** Start Records for the exercise **

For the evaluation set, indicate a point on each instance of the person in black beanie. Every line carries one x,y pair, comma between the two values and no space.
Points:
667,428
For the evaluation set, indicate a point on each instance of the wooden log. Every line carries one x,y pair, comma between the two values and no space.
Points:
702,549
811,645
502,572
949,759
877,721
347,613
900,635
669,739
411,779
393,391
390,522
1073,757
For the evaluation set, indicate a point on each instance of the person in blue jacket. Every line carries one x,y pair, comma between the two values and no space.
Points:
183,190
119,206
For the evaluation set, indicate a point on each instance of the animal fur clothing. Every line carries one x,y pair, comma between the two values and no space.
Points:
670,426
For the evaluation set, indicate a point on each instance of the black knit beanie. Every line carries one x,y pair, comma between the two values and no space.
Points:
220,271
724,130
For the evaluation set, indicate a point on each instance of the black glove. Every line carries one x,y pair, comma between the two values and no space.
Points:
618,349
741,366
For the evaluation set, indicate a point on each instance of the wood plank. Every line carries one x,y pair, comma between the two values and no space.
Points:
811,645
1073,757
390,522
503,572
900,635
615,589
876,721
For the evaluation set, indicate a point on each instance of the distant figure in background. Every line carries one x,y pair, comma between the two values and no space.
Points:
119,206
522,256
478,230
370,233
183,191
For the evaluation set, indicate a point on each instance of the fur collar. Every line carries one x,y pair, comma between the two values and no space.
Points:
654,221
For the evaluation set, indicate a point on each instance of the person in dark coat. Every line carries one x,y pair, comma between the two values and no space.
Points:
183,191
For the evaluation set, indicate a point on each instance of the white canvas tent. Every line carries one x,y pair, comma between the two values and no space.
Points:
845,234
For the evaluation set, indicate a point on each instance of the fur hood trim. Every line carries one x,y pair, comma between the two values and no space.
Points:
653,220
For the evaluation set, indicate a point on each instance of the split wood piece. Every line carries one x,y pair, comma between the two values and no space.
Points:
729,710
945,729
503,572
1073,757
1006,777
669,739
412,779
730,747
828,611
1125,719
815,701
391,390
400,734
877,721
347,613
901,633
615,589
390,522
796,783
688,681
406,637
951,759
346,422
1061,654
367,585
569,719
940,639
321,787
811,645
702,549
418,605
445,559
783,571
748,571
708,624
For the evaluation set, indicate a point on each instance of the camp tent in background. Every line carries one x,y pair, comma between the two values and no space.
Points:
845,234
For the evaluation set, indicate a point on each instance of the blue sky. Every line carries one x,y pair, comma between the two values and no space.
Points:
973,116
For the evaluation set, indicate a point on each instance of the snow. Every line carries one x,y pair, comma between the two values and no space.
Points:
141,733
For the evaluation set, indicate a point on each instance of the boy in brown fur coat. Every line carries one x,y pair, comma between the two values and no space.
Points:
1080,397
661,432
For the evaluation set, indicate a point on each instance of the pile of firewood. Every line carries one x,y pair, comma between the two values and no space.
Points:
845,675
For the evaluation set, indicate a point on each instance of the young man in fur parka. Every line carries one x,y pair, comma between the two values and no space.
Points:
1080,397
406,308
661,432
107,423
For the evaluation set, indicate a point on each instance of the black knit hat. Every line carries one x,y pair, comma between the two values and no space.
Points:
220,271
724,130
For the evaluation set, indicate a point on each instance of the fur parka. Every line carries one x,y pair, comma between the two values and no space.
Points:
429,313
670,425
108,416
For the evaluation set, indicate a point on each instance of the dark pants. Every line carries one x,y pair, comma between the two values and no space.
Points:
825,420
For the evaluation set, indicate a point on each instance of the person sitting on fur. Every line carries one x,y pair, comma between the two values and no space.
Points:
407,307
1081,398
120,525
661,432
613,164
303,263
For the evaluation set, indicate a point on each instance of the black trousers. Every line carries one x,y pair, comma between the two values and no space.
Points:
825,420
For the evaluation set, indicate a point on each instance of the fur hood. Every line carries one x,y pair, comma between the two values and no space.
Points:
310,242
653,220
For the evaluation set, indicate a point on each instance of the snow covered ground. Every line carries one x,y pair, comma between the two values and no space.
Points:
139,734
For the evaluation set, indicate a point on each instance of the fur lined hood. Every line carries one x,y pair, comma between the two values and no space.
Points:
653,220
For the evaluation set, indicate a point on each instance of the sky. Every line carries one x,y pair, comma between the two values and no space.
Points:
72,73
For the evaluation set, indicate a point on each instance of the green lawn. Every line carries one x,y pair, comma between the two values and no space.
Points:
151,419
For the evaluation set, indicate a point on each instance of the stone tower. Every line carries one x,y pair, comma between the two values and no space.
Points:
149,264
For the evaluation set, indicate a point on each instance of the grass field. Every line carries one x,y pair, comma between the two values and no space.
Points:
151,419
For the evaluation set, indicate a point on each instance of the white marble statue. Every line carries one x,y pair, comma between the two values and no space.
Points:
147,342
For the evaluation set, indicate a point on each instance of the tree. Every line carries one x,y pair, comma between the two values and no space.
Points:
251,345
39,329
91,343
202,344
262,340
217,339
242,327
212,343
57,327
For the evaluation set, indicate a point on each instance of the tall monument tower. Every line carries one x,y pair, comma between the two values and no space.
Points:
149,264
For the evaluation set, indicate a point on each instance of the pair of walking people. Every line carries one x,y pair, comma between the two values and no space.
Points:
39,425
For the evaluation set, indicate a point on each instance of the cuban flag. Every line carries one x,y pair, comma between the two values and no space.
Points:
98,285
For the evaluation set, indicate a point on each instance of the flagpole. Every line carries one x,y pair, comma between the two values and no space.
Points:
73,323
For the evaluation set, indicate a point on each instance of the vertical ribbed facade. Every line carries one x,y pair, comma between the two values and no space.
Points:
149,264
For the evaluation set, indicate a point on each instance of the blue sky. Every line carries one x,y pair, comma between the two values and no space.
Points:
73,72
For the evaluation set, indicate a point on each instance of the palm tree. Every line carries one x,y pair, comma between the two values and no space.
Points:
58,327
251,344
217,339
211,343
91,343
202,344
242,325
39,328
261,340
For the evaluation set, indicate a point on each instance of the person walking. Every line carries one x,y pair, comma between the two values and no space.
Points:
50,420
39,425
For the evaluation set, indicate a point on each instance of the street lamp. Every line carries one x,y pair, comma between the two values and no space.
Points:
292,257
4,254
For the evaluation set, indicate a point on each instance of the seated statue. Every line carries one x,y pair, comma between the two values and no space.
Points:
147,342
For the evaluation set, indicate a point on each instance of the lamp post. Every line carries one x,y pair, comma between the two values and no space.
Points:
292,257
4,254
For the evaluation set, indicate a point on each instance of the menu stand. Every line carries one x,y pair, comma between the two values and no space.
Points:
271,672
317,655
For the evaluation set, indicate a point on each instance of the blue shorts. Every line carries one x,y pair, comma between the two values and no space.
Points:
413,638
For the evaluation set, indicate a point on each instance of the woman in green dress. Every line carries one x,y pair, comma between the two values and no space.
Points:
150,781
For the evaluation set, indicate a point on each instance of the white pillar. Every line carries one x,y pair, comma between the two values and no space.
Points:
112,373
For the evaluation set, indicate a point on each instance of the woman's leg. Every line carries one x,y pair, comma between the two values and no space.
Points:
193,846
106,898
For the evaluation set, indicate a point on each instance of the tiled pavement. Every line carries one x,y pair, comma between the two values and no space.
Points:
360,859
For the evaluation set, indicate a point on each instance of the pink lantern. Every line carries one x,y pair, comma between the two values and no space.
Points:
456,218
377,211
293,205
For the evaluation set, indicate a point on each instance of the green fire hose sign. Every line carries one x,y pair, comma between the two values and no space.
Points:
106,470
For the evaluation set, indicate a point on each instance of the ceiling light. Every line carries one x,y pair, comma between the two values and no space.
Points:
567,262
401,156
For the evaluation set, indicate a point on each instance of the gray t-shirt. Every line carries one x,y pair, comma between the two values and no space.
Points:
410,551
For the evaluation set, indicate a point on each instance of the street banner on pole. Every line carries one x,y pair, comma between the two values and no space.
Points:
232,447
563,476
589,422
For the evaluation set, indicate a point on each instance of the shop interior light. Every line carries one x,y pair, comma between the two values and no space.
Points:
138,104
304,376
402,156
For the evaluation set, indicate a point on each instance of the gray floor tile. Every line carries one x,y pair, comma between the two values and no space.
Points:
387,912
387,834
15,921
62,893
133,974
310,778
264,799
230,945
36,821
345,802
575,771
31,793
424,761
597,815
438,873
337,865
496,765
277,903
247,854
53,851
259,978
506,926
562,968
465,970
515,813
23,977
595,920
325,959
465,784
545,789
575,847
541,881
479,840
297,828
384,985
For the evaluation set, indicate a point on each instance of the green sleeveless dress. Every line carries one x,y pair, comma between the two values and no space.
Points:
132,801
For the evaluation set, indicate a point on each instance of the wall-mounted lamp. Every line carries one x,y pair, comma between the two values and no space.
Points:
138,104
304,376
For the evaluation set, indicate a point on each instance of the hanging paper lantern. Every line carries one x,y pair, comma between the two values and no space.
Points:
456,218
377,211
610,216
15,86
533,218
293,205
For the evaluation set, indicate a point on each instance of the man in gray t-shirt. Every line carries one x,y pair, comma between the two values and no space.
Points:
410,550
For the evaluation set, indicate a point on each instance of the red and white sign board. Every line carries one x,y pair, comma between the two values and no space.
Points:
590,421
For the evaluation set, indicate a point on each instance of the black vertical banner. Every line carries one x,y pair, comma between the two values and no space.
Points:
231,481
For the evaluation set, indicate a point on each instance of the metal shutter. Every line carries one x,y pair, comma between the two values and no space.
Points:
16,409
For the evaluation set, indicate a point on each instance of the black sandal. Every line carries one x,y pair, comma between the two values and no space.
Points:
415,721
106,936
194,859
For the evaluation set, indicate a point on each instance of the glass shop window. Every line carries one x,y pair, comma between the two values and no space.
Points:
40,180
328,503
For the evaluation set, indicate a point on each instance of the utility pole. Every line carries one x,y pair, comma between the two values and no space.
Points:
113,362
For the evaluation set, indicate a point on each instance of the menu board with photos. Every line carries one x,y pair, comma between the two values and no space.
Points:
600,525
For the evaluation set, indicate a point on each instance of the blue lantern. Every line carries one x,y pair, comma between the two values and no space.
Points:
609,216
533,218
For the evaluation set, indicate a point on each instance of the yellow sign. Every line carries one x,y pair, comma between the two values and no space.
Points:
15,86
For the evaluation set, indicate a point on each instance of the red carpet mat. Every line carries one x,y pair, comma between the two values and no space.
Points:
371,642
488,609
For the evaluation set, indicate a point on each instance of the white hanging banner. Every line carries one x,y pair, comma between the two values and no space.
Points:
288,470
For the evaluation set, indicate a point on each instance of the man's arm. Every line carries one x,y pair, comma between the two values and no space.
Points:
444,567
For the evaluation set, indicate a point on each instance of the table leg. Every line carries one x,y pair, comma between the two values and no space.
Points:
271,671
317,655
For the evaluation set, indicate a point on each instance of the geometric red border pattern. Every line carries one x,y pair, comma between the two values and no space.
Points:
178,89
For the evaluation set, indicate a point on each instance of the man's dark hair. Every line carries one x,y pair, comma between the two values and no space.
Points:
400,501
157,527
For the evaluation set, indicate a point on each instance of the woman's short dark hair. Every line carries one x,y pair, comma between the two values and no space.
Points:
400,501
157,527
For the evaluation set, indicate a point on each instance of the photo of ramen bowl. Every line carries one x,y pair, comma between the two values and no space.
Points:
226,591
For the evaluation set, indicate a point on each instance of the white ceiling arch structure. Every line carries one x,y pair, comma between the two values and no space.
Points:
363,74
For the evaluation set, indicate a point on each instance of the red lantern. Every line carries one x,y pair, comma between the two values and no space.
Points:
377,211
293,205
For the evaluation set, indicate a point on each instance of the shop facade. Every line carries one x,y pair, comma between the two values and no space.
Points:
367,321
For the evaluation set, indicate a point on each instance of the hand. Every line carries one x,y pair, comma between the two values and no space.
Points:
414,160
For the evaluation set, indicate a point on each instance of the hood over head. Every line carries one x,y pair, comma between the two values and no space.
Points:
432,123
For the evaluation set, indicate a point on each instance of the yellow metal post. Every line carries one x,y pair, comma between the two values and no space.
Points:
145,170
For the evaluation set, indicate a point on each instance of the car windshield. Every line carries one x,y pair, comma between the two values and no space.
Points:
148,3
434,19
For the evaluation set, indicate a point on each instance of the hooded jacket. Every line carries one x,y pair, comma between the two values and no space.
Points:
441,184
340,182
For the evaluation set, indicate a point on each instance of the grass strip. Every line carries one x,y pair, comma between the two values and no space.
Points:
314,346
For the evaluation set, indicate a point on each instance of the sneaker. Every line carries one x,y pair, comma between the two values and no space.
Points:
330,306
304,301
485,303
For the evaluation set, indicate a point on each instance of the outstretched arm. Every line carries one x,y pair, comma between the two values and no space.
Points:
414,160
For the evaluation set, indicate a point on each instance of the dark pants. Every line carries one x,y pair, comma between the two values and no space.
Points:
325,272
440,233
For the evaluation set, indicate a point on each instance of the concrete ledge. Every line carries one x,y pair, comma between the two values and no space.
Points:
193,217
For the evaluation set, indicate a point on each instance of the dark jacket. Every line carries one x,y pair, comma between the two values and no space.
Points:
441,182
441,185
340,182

** End Records for the exercise **

● **Task instructions**
Copy the records verbatim, from the line containing "of the sneaker." through the end of the records, including both of those lines.

● **Correct output**
For the evaluation set, indicate a point on each instance of the sneaker. Every line carries one x,y pair, comma between the two values and no space.
Points:
330,306
304,301
485,303
For the evaluation set, indicate a point on each instance of the outstretched arm. Every line carries one x,y pair, comma between the two values and no space.
Points:
414,160
For the evaluation set, indicate a point on each instance of the dark pants. Every line carries one x,y pair, comma between the two values and no space.
Points:
325,272
440,233
For the evaluation set, indicate a point on each instance of the concrete ledge. Every line carries one x,y pair, comma between the two values and no space.
Points:
193,217
For the evaluation set, indicate a point on each instance of the dark jacket. Every line carries one x,y pair, comma between the two values and no space.
Points:
441,182
441,185
340,182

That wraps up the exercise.